* START TEXT SHOWN *

By Wilfred Ayaga | Oct 26th 2020 | 3 min read

When I picked my phone to call former Chair of the Committee of Experts, Nzamba Kitonga on Saturday afternoon, I did not know that in a few hours he would be dead.

Together with colleagues Roselyne Obala and Jacob Ng’etich, we had been assigned a story on the ongoing Building Bridges Initiative (BBI) report debate.

And when the news editor said the story had to include the voice of a legal expert, Nzamba Kitonga (pictured) came to mind.

It was the norm. Every time we intended to publish a story on the constitution or the ‘Bomas draft’, the news editors would say “Get a word from Nzamba or Bobby Mkangi.” After submitting the story, they would ask: “Uliweka quote ya Nzamba (did you include Nzamba’s quote)?”

So this day was no different. The man was always ready to give insights and no one doubted his legal wisdom. After all, he was involved in the constitution-making process and thus was familiar with the fine print. For example, when there was disagreement in the newsroom on what the 99 year land leases in the 2010 Constitution meant, someone said: “Call Nzamba.”

When he clarified, it was the following day’s headline.

On the day he died, it fell on me to call him. It was at 1.40pm. I remember that exact time because I almost disconnected the call.

“This is not the right time to call him. He could be in the middle of a meal,” I reasoned. But before I could disconnect, he picked.

He spoke of how some of the provisions in the BBI proposals were in the harmonised constitutional draft that never saw the light of day.

“All these proposals were in the harmonised draft. It makes the seat of MP more attractive, as someone not sure if they will win the presidency can run for MP post. It will also promote alliance-making in the run-up to 2022 elections,” Nzamba said.

It was a short conversation. He did not sound like he wanted to speak much. I tried to prompt him to say more, but he sounded subdued. I thanked him and hung up.

That was uncharacteristic of him. I assumed he was in the middle of something. In the past he would go on and on.

* END TEXT SHOWN *
* START DATASET EXTRACT *

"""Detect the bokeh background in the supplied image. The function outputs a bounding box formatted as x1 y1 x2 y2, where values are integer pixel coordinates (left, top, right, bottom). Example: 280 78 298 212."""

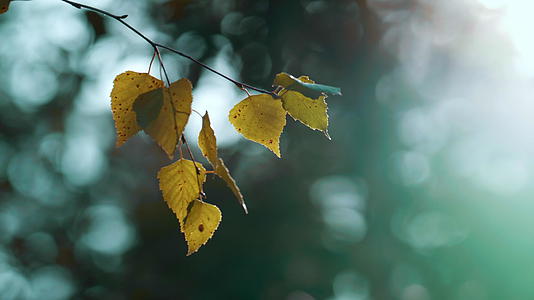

* END DATASET EXTRACT *

## WHAT TO DO
a – Answer these questions using the article about Nzamba Kitonga:
(i) At what time did the writer call him on the day he died?
(ii) Which two colleagues were assigned the BBI story with the writer?
(iii) Besides Nzamba, whom did the news editors tell reporters to get a word from?
b – Reproduce the part of the article about Nzamba Kitonga from "Together with colleagues" up to and including "came to mind.".

## RESPONSES TO THE EXERCISE
a –
(i) 1.40pm
(ii) Roselyne Obala and Jacob Ng’etich
(iii) Bobby Mkangi

b –
Together with colleagues Roselyne Obala and Jacob Ng’etich, we had been assigned a story on the ongoing Building Bridges Initiative (BBI) report debate.

And when the news editor said the story had to include the voice of a legal expert, Nzamba Kitonga (pictured) came to mind.